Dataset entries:

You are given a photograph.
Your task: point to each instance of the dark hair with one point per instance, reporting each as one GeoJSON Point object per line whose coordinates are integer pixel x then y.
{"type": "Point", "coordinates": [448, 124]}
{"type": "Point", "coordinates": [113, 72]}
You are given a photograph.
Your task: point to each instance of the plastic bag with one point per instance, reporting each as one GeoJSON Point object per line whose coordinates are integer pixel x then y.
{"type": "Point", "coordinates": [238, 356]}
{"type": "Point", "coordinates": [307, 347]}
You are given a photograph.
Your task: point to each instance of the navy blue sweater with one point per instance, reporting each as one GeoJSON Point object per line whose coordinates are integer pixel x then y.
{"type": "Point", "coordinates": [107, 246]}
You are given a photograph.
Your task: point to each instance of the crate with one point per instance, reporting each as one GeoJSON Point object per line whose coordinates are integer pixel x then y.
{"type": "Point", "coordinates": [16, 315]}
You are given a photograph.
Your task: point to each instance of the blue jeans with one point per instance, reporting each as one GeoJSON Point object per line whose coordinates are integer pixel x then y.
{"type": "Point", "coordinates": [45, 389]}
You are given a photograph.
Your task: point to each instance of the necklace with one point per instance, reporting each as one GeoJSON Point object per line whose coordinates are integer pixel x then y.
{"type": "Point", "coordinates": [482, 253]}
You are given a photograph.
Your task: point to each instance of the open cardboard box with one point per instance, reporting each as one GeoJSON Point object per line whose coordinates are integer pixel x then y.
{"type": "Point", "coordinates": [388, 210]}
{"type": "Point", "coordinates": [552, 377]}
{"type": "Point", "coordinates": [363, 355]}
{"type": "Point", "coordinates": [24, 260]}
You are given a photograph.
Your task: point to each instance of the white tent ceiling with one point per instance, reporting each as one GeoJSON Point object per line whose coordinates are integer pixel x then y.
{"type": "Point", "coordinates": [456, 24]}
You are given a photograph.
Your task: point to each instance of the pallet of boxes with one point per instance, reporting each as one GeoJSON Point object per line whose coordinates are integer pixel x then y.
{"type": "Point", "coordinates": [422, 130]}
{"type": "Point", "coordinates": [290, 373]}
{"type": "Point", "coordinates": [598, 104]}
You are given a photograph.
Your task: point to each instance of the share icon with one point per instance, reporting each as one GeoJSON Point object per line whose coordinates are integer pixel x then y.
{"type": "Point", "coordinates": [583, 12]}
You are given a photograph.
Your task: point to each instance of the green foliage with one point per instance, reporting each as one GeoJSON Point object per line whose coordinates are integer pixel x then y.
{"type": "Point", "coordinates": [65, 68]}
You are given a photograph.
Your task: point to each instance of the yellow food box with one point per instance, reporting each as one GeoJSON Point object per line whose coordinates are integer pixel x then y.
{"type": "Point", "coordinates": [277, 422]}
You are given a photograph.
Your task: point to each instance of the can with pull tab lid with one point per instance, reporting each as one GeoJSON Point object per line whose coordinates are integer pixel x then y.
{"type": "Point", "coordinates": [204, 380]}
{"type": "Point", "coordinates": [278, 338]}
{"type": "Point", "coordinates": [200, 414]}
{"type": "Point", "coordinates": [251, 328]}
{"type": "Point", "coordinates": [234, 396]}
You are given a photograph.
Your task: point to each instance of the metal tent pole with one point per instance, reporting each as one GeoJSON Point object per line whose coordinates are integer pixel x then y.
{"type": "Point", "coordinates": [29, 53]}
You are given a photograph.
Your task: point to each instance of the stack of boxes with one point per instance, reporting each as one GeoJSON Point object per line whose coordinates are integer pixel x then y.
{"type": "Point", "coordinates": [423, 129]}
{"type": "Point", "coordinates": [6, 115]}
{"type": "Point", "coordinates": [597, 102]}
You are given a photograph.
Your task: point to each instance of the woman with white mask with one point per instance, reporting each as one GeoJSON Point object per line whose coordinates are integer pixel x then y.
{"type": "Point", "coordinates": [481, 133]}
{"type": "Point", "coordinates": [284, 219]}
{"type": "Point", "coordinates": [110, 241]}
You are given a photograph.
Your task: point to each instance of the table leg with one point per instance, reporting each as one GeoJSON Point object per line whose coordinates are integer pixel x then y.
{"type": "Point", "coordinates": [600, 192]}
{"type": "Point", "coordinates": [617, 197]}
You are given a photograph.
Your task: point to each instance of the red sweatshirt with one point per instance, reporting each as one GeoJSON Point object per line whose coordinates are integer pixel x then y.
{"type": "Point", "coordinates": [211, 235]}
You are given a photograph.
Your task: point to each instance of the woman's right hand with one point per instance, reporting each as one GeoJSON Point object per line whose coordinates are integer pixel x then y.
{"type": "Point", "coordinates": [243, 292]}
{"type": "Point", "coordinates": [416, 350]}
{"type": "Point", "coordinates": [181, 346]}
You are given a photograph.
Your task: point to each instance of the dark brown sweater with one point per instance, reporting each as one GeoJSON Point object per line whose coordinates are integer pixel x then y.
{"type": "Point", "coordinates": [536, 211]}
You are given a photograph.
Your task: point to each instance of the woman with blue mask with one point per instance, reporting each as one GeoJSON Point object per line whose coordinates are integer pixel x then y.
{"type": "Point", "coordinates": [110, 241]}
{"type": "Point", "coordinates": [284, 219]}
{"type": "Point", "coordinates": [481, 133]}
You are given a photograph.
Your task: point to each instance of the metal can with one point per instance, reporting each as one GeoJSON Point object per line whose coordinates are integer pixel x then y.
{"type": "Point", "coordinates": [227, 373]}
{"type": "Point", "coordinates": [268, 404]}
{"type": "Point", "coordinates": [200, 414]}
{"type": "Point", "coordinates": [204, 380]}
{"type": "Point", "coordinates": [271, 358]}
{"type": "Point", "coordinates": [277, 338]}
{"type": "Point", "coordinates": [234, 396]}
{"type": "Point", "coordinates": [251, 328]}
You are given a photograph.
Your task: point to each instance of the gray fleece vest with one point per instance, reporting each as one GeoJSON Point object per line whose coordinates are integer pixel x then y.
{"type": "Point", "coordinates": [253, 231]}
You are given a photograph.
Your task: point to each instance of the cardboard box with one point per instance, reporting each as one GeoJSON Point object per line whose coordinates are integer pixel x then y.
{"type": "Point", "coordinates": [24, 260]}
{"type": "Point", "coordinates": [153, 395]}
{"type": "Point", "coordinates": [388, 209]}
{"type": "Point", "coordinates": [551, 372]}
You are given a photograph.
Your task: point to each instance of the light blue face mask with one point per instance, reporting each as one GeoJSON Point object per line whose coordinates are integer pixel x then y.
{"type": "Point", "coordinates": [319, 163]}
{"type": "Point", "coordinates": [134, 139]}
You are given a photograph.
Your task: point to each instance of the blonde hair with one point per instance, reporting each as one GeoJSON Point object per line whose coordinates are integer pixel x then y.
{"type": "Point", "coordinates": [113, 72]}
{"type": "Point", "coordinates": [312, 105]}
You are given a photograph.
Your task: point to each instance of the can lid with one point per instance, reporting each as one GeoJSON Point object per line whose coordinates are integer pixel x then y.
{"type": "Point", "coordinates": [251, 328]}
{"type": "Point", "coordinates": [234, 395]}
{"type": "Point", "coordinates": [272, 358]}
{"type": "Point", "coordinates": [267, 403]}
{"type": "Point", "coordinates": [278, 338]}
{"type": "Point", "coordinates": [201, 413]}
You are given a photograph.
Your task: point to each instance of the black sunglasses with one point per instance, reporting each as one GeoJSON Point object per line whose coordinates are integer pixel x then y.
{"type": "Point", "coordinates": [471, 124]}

EXERCISE INSTRUCTIONS: Retype all the material above precisely, with no line left out.

SOLUTION TO THIS TASK:
You are given a photograph.
Your task: point to each instance of the dark hair with one point per instance, reporting each as one GeoJSON Point object per line whose coordinates are integer pixel x then y.
{"type": "Point", "coordinates": [448, 124]}
{"type": "Point", "coordinates": [113, 72]}
You are given a photograph.
Your task: point to each instance of the plastic bag with one point per instance, reporting each as one GeoJSON Point object per line whose coordinates are integer pixel x then y.
{"type": "Point", "coordinates": [238, 356]}
{"type": "Point", "coordinates": [307, 347]}
You are given a photograph.
Your task: point to each instance of the navy blue sweater with one point per instance, reporting each as one GeoJSON Point object per line whose coordinates are integer pixel x then y.
{"type": "Point", "coordinates": [107, 246]}
You are given a photograph.
Your task: point to each instance of the crate with one point per instance, reporting each as one GeoJSON Point object per line whose coordinates are integer pixel x then y.
{"type": "Point", "coordinates": [16, 315]}
You are given a photograph.
Your task: point to each instance of the blue jeans with one point per instance, reporting each as one GeoJSON Point object per line whose coordinates are integer pixel x then y.
{"type": "Point", "coordinates": [45, 389]}
You are given a photograph.
Your task: point to each instance of the necklace with one point per instance, reporting each as one GeoJSON Point object per line whose coordinates are integer pixel x then y.
{"type": "Point", "coordinates": [482, 253]}
You are given a photograph.
Your task: point to each instance of the open cardboard box with one point per instance, reporting each as one GeoJSON Point object per line whose coordinates are integer pixel x then y.
{"type": "Point", "coordinates": [388, 210]}
{"type": "Point", "coordinates": [552, 377]}
{"type": "Point", "coordinates": [363, 355]}
{"type": "Point", "coordinates": [24, 260]}
You are given a photograph.
Your task: point to each instance of the white tent ceiling with one point per instance, reporting each as one GeoJSON Point object per line whose coordinates are integer pixel x then y.
{"type": "Point", "coordinates": [456, 24]}
You are given a photograph.
Your task: point to each instance of the pallet of boxes with one point per instance, reporting each as one GeoJSON Point object per line whose coordinates are integer pixel x then y.
{"type": "Point", "coordinates": [422, 130]}
{"type": "Point", "coordinates": [290, 373]}
{"type": "Point", "coordinates": [598, 104]}
You are given a photograph.
Your task: point to each instance of the share icon with one point per instance, reporting each as one GeoJSON Point object per line whose coordinates are integer pixel x then y.
{"type": "Point", "coordinates": [583, 12]}
You are given a photograph.
Your task: point to each instance of the green foliage with one point per instance, reporting each as one GeoJSON Point object per line whose coordinates are integer pixel x then y.
{"type": "Point", "coordinates": [65, 68]}
You are given a photograph.
Your task: point to each instance of the yellow food box with one point per instance, reporting each as one GeoJSON Point object per line whose coordinates are integer pixel x then y.
{"type": "Point", "coordinates": [277, 422]}
You are given a photograph.
Your task: point to each instance of the can with pull tab lid with one point per instance, reporting each as one GeoJSON Point object per line whose coordinates are integer pixel x then y.
{"type": "Point", "coordinates": [204, 380]}
{"type": "Point", "coordinates": [278, 338]}
{"type": "Point", "coordinates": [200, 414]}
{"type": "Point", "coordinates": [251, 328]}
{"type": "Point", "coordinates": [234, 396]}
You are given a photograph.
Your task: point to each instance of the metal tent pole with one point per instance, reporting each as one GeoJSON Point object per line whose coordinates are integer pixel x then y.
{"type": "Point", "coordinates": [29, 53]}
You are given a photograph.
Your task: point to each instance of the stack of boxes with one point per instance, reporting each as one GeoJSON Point object per line whose coordinates are integer pixel x then y.
{"type": "Point", "coordinates": [423, 129]}
{"type": "Point", "coordinates": [6, 115]}
{"type": "Point", "coordinates": [597, 102]}
You are given a photograph.
Your task: point to each instance of the woman with white mask with one point per instance, reporting each as one GeoJSON Point object per line whose coordinates are integer pixel x then y.
{"type": "Point", "coordinates": [481, 133]}
{"type": "Point", "coordinates": [284, 219]}
{"type": "Point", "coordinates": [110, 241]}
You are given a photograph.
Your task: point to each instance of the table leg with one point per instance, reporting each as one GeoJSON Point object per line whose coordinates are integer pixel x then y.
{"type": "Point", "coordinates": [600, 192]}
{"type": "Point", "coordinates": [617, 197]}
You are given a photograph.
Your task: point to each instance of the red sweatshirt with one point per instance, reporting each as one GeoJSON Point object per line whose coordinates are integer pixel x then y.
{"type": "Point", "coordinates": [211, 235]}
You are given a photograph.
Your task: point to each instance of the woman's right hand with one point per instance, reporting each as one GeoJSON Point object per line whose coordinates are integer pixel x then y.
{"type": "Point", "coordinates": [243, 292]}
{"type": "Point", "coordinates": [416, 350]}
{"type": "Point", "coordinates": [181, 346]}
You are given a photograph.
Your task: point to each instance of the dark brown sweater with one point per instance, reporting each as one GeoJSON Point object per line whose coordinates are integer pixel x then y.
{"type": "Point", "coordinates": [536, 211]}
You are given a photograph.
Your task: point to each instance of the woman with blue mask with one point per instance, reporting each as one GeoJSON Point object per line whose coordinates are integer pixel x then y.
{"type": "Point", "coordinates": [110, 241]}
{"type": "Point", "coordinates": [284, 219]}
{"type": "Point", "coordinates": [481, 133]}
You are given a photograph.
Your task: point to each instance of the metal can with one point per instance, reporting each as one GeoJSON Point object per line whose coordinates are integer pixel x then y.
{"type": "Point", "coordinates": [227, 373]}
{"type": "Point", "coordinates": [268, 404]}
{"type": "Point", "coordinates": [200, 414]}
{"type": "Point", "coordinates": [204, 380]}
{"type": "Point", "coordinates": [271, 358]}
{"type": "Point", "coordinates": [277, 338]}
{"type": "Point", "coordinates": [234, 396]}
{"type": "Point", "coordinates": [251, 328]}
You are given a photograph.
Your task: point to each instance of the gray fleece vest with one point per instance, reporting each as one GeoJSON Point object per line whose coordinates are integer pixel x then y.
{"type": "Point", "coordinates": [253, 231]}
You are given a photograph.
Your task: point to each instance of the cardboard box with one point per instance, reporting each as one GeoJSON Point object per line whose coordinates are integer pixel x then y.
{"type": "Point", "coordinates": [24, 260]}
{"type": "Point", "coordinates": [153, 395]}
{"type": "Point", "coordinates": [388, 209]}
{"type": "Point", "coordinates": [551, 372]}
You are given a photograph.
Your task: point to each instance of the light blue face mask with one point per instance, reporting each as one GeoJSON Point object per line whose coordinates are integer pixel x then y.
{"type": "Point", "coordinates": [319, 163]}
{"type": "Point", "coordinates": [134, 139]}
You are given a photograph.
Your task: point to each instance of the blonde hair with one point per instance, reporting each as one GeoJSON Point object per line whose coordinates are integer pixel x then y.
{"type": "Point", "coordinates": [113, 72]}
{"type": "Point", "coordinates": [312, 105]}
You are given a photograph.
Your task: point to each instance of the can lid with one point per instance, reporting each as one GeoJSON Point object per line whose coordinates are integer pixel x then y.
{"type": "Point", "coordinates": [251, 328]}
{"type": "Point", "coordinates": [234, 395]}
{"type": "Point", "coordinates": [272, 358]}
{"type": "Point", "coordinates": [267, 403]}
{"type": "Point", "coordinates": [278, 338]}
{"type": "Point", "coordinates": [201, 413]}
You are given a photograph.
Your task: point to each instance of the black sunglasses with one point per instance, reporting each as one GeoJSON Point object per line whose coordinates are integer pixel x then y.
{"type": "Point", "coordinates": [471, 124]}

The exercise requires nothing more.